Problem to solve. From the forum thread on hot house blueberries below, list every kind of tree that the poster "farmers" says is grown in large pots.

Document excerpt.

########################################

# Hot house blueberries



## JSank80 (Apr 30, 2013)

Does anyone know if it is possible to grow blueberries in a hot house and in a container such as a 5 gallon bucket. We've tried many herbs, vegetables, and grains with much success, but never a berry bush. Any thoughts?


----------



## Meerkat (May 31, 2011)

So far ours is going good,they are in a 2 1/2 gal container.


----------



## *Andi (Nov 8, 2009)

My strawberries have done well but I have never tried other berries.


----------



## GaryS (Nov 15, 2011)

I would guess that most plants will grow in containers, but I have only grown blueberries in the ground. The first few years they produce very little fruit, so with containers you would expend a lot time, money and space for not much yield. I planted about a dozen one gallon plants and it was four or five years before I got enough berries to freeze a few pints. Even keeping them under netting during the most of the growing season, it was a constant battle with the robins to see who harvested the most berries.


----------



## CulexPipiens (Nov 17, 2010)

My parents had a blueberry bush in a 1 gallon bucket for a number of years. It never got that big but did, for its size, yield a decent amount each year. They didn't want to plant it as they were going to move... that was about ten years ago... and they're still in the same house.


----------



## Dixie (Sep 20, 2010)

Yes, you can. I would check into the dwarf blueberries but whatever you choose, check into two types because I know the big ones need a different type to cross pollinate


----------



## JSank80 (Apr 30, 2013)

Thank you everyone for the help. We have two in 5 gallon buckets, we'll let everyone know how well they do. We aren't expecting a yield this season, but getting the growing is the biggest step.


----------



## farmers (Jul 28, 2012)

Yes you can grow blueberries in large container. You need 55-60 gallon pots, which you can get at green houses. My grapes and blackberries are loaded this year. They do need some cold weather. Not freezing weather, the roots will freeze on you. I grow peach trees, lemon, orange, cherry trees in large pots. You need to use a time released fruit fertilizer on them. 
The strawberries, lemon, orange trees go into greenhouse. I live in Texas on sugar sand. Everything I plant in the ground


dies. You cannot keep enough water on them in the sand. Try some you never know, until you try


----------



## stanb999 (Nov 14, 2011)

Why would you grow them in a hot house? Blueberries like the cold. You would likely have an issue with it being too warm even outside.


----------

########################################

Stored rows.

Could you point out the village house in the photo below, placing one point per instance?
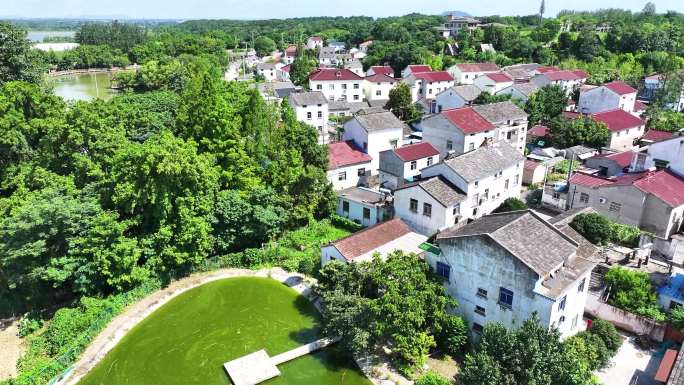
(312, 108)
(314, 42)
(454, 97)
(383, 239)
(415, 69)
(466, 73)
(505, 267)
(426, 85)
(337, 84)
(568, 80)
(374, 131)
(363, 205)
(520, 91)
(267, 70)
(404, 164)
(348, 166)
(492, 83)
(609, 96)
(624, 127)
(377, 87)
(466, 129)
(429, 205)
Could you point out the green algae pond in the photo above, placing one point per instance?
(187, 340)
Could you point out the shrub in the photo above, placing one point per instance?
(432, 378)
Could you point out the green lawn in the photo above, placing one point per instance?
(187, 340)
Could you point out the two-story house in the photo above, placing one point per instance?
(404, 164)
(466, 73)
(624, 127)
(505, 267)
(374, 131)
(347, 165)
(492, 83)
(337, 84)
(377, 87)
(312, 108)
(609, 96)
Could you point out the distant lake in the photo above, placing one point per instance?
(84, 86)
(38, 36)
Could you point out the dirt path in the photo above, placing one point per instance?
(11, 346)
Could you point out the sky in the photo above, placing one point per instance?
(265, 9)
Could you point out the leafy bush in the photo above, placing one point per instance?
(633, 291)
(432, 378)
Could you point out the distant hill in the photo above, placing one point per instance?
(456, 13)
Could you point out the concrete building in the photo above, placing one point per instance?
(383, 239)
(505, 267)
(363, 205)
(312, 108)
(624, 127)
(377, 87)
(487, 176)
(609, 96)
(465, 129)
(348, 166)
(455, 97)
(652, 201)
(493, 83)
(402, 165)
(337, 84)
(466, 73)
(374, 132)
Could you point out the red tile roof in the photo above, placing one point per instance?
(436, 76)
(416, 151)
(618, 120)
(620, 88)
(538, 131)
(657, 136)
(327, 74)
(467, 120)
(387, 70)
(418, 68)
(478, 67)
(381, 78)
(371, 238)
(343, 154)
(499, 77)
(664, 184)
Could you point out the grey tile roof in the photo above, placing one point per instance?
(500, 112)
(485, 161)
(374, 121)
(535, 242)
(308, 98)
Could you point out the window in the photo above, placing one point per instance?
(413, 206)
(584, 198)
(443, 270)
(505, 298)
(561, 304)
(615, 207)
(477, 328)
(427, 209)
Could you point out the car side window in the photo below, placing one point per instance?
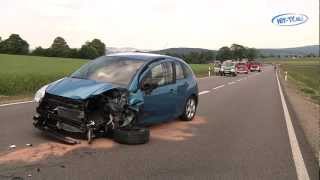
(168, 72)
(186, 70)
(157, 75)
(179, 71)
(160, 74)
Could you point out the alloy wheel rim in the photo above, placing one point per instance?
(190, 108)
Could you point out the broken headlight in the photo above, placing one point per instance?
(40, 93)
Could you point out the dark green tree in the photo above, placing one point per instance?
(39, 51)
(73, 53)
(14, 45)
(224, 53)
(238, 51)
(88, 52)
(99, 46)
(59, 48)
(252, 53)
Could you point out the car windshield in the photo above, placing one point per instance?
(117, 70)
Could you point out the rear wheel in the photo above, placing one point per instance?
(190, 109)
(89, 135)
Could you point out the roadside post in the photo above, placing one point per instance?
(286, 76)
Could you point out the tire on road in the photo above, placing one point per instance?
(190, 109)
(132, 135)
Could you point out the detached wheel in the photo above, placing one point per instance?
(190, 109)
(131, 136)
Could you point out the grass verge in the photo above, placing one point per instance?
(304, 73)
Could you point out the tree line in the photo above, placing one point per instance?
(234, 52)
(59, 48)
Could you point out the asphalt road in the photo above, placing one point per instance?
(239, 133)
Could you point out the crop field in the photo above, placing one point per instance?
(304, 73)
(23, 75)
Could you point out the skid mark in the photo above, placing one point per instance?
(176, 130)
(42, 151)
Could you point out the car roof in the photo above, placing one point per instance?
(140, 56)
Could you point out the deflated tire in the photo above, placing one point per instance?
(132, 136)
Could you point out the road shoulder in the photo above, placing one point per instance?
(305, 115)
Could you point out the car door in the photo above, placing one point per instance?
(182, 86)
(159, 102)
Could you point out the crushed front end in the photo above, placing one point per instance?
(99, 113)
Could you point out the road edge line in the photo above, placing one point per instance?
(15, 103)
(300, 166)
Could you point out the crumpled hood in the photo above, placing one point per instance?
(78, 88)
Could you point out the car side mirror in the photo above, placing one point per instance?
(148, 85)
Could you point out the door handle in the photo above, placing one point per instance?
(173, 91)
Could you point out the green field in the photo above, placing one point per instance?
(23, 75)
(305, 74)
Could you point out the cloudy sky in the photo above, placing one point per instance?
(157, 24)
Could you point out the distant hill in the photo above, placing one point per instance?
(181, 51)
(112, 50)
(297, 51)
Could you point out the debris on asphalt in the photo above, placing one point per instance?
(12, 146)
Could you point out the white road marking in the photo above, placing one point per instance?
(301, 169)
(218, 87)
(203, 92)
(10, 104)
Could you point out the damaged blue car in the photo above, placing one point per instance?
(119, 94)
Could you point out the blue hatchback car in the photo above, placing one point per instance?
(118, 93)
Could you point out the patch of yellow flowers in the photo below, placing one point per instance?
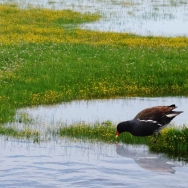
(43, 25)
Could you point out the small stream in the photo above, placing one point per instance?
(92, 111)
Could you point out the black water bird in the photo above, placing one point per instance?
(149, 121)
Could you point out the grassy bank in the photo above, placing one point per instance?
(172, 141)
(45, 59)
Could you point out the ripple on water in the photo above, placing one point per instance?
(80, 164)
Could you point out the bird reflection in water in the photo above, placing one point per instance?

########################################

Reply to the exercise. Peach, lemon, orange, cherry